And, like many blacks in urban America, the society which Vance was reared has been ravaged by the decline in manufacturing employment that sustained these communities. As manufacturing employment in Ohio succumbed to foreign competition and greater efficiencies, those jobs evaporated, leaving despair and hopelessness behind in their wake.   Now, drug overdoses in his former community is the leading cause of death.  Run-ins with the law are not uncommon.  (One of the best tweets circulated recently read, “You know you come from White Trash when you count more ankle monitors than Fitbits at your family picnic.”)

Hillbilly Elegy resonated with me on a personal level.  When my African-American friend raised the issue of “white privilege” with me, I bristled.   As someone that grew up in one of the blue collar, ethnic enclaves in Chicago, I felt I had more in common with black kids that went to public schools on the South Side than with white kids that grew up in Kenilworth and went to New Trier.   My 2nd grade class picture shows a classroom of 52 kids (some with special needs) and one grumpy old nun wielding a ruler to keep order.   Every street corner in my neighborhood had a tavern and alcoholism and family discord abounded.   Poverty, while hidden, was not uncommon, along with domestic abuse.   To get ahead in life in my neighborhood, it was helpful to curry favor with either the local ward committeeman or parish priest.   One got you a good job if you got out the vote.  The other saved your soul.

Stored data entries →
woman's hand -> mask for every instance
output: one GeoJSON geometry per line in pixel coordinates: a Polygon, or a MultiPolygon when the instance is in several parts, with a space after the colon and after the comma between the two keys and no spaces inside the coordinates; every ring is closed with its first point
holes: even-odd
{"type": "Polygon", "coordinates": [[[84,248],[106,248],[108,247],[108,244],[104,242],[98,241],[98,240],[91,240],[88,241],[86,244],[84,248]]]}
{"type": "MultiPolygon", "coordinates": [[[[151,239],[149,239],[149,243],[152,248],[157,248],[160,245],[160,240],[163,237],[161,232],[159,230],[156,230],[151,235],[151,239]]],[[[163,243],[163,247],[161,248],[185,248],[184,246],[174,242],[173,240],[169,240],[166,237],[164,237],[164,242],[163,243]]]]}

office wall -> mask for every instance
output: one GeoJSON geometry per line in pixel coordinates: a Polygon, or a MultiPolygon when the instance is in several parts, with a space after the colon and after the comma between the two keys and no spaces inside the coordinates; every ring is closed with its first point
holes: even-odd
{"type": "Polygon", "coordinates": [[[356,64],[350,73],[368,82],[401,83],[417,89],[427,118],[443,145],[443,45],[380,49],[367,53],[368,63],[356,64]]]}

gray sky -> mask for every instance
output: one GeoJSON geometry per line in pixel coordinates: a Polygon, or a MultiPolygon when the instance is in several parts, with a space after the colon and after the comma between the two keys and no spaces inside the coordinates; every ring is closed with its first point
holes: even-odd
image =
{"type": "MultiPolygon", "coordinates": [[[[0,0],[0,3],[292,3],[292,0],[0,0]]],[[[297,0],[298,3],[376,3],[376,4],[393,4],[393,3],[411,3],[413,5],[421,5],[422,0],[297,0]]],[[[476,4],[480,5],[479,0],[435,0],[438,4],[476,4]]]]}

Exercise requirements → Can you write what comes next in the essay on Hillbilly Elegy and a Chicago upbringing, starting after its final sentence? The items play no part in this.

Exercise result →
Hillbilly Elegy widens the lens on relative social and economic disadvantage beyond race.  The relative proportions may be different, but there are plenty of whites that are similarly disadvantaged.   Regardless of race, growing up in a single parent , unstable, unsafe family is a tremendous obstacle to overcome.  After reading Vance’s book and read the anecdotes of his upbringing, you will come away with more empathy for those that come from lower class America and their struggles-- regardless of race. 

While some blacks have struggled to seek solutions through groups like BLM, others, like Charles Barkley and former Dallas police chief David Brown have advocated taking greater personal responsibility and ownership.   Barkley recently said, “Unfortunately, as I tell my white friends, we as black people, we’re never going to be successful, not because of you white people, but because of other black people.   When you’re black, you have to deal  with so much crap in your life from other black people.  “It’s a dirty, dark secret; I’m glad it’s coming out.  One of the reasons we’re not going to be successful as a whole because of other black people.  And for some reason we are brainwashed to thing, if you’re not a thug or an idiot, you’re not black enough.  If you go to school, and make good grades, speak intelligent and don’t break the law, you’re not a good black person.  And it’s a dirty, dark secret.”

Vance asks very similar questions about his own poor white culture in Hillbilly Elegy, “Are we tough enough to look ourselves in the mirror and admit that our conduct harm our children?  Public policy can help but there is no government that can fix these problems for us.”

Vance is blunt, open, and honest about his life and the echoes  of his youth that undoubtedly plague him still, “Upward mobility is never clean-cut, and the world I left always finds a way to reel me back in.”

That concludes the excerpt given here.